La Südtribüne a encore frappé
Pour le Bayern, le plus dur restait toutefois à faire, défendre en 2e mi-temps dos au mur jaune, une configuration dans laquelle nombre d’équipe se sont déjà effondrées. Tu vas me dire, les stars bavaroises en ont vu d’autres, une équipe qui se qualifie après avoir été menée 3-0 à Old Trafford est blindée contre ce genre de pression. Eh bien non, la magie de la Südtribüne a une nouvelle fois fonctionné et la physionomie du match a complètement changé dès lors que le Borussia a attaqué face à ses supporters. Comme souvent, le détonateur s’est appelé Lucas Barrios, éblouissant depuis le début de la saison et impliqué dans la majorité des nombreux buts inscrits ces dernières semaines par le BVB. L’Argentino-Paraguayen a profité d’un mauvais renvoi de Demichelis (auteur d’une entrée en jeu catastrophique en lieu et place de van Buyten, blessé) pour armer une frappe déviée par Badstuber hors de portée de son gardien Butt. La tâche du Bayern venait de singulièrement se compliquer car lorsque ses joueurs, galvanisés par les chœurs, gagnent tous les duels, Dortmund est quasiment injouable.
A sens unique
L’ambiance était indescriptible alors je ne vais pas essayer de te la décrire, avec ces dizaines de milliers de fans restés fidèles malgré les années de vaches maigres et qui sont aujourd’hui récompensés de leur patience. Le Bayern n’y est plus du tout, les joueurs paraissent perdus sur un terrain trop grand pour eux et juste capables de commettre quelques fautes de pure frustration. Largement en tête dans la statistique des tirs au but avant la pause, les Rekordmeister encaissent un sec 7 tirs à 0 entre la 46e et la 70e ! L’estocade viendra d’un Nuri Sahin une nouvelle fois exceptionnel et qui, en compagnie de Sven Bender, a complétement éclipsé le trio van Bommel-Pranjic-Schweinsteiger. Le natif de Lüdenscheid a définitivement assommé le Bayern avec une merveille de coup franc en pleine lucarne, le gardien Butt n’a même pas bougé. Le score aurait pu être plus sévère, avec notamment un tir de Barrios sur le poteau (70e). Et même Roman Weidenfeller s’est montré impérial sur les sorties aériennes, c’est dire si tout rigole au BVB en ce moment ; le gardien dortmundois écœurera définitivement la plus mauvaise attaque de Bundesliga (je ne m’en lasserai jamais…) avec un arrêt réflexe salvateur devant Olic à la 89e.

- CONSIGNE 1 -
Pour chacune des affirmations suivantes, indiquez par oui ou par non si elle est conforme au texte fourni, en citant les mots du texte qui permettent de trancher.
(a) Van Buyten est entré en jeu à la place de Demichelis.
(b) Entre la 46e et la 70e minute, le Bayern n'a tenté aucun tir.
(c) Le coup franc de Nuri Sahin a terminé sa course sur le poteau.
- CONSIGNE 2 -
Traduisez en anglais cette phrase du texte fourni : « Le score aurait pu être plus sévère, avec notamment un tir de Barrios sur le poteau (70e). »
- CONSIGNE 3 -
Relevez tous les joueurs que le texte fourni désigne à la fois par leur prénom et par leur nom.

- DONNÉES FOURNIES -
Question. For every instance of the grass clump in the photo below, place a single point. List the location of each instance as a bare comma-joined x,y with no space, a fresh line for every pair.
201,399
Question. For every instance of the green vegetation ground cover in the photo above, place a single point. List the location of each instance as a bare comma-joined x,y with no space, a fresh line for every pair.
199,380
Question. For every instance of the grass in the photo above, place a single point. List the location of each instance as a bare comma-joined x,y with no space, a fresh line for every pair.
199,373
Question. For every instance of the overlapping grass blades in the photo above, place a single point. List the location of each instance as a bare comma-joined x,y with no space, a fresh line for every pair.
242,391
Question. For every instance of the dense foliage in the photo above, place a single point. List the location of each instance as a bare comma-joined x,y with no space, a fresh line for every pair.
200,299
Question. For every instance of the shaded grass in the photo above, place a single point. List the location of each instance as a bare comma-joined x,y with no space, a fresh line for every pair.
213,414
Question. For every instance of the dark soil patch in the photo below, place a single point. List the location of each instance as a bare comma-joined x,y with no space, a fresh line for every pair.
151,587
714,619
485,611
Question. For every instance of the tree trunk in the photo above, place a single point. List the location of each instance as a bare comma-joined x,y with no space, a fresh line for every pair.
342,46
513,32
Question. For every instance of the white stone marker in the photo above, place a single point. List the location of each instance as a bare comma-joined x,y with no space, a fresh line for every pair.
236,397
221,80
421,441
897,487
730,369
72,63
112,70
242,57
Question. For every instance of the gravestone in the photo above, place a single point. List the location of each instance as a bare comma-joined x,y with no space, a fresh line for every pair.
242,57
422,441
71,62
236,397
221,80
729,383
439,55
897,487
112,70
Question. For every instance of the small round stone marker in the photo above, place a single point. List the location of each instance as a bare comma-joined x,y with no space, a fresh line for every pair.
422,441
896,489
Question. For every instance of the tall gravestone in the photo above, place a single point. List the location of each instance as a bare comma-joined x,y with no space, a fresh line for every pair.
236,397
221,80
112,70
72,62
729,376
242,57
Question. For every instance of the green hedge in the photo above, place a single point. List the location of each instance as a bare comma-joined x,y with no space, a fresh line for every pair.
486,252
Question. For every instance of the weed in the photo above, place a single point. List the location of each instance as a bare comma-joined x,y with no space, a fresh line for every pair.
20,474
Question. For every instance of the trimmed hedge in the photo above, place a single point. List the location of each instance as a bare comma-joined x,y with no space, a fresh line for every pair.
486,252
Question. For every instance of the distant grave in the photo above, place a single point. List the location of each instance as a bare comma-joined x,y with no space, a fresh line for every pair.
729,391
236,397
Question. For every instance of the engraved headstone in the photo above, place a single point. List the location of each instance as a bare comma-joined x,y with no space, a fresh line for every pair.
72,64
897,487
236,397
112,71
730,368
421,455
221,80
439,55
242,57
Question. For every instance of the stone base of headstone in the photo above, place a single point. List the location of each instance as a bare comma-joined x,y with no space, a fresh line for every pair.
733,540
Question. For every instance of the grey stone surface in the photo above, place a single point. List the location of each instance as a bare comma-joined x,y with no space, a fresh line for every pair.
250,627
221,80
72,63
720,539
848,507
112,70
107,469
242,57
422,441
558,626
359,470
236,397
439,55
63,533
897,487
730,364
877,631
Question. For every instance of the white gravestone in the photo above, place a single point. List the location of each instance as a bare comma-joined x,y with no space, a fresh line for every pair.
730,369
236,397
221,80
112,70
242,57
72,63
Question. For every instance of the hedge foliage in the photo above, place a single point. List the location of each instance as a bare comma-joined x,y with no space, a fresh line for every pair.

- RÉSULTAT ATTENDU 1 -
(a) Non : « auteur d’une entrée en jeu catastrophique en lieu et place de van Buyten, blessé »
(b) Oui : « les Rekordmeister encaissent un sec 7 tirs à 0 entre la 46e et la 70e »
(c) Non : « une merveille de coup franc en pleine lucarne »

- RÉSULTAT ATTENDU 2 -
The score could have been more severe, notably with a shot by Barrios that hit the post (70th minute).

- RÉSULTAT ATTENDU 3 -
Lucas Barrios
Nuri Sahin
Sven Bender
Roman Weidenfeller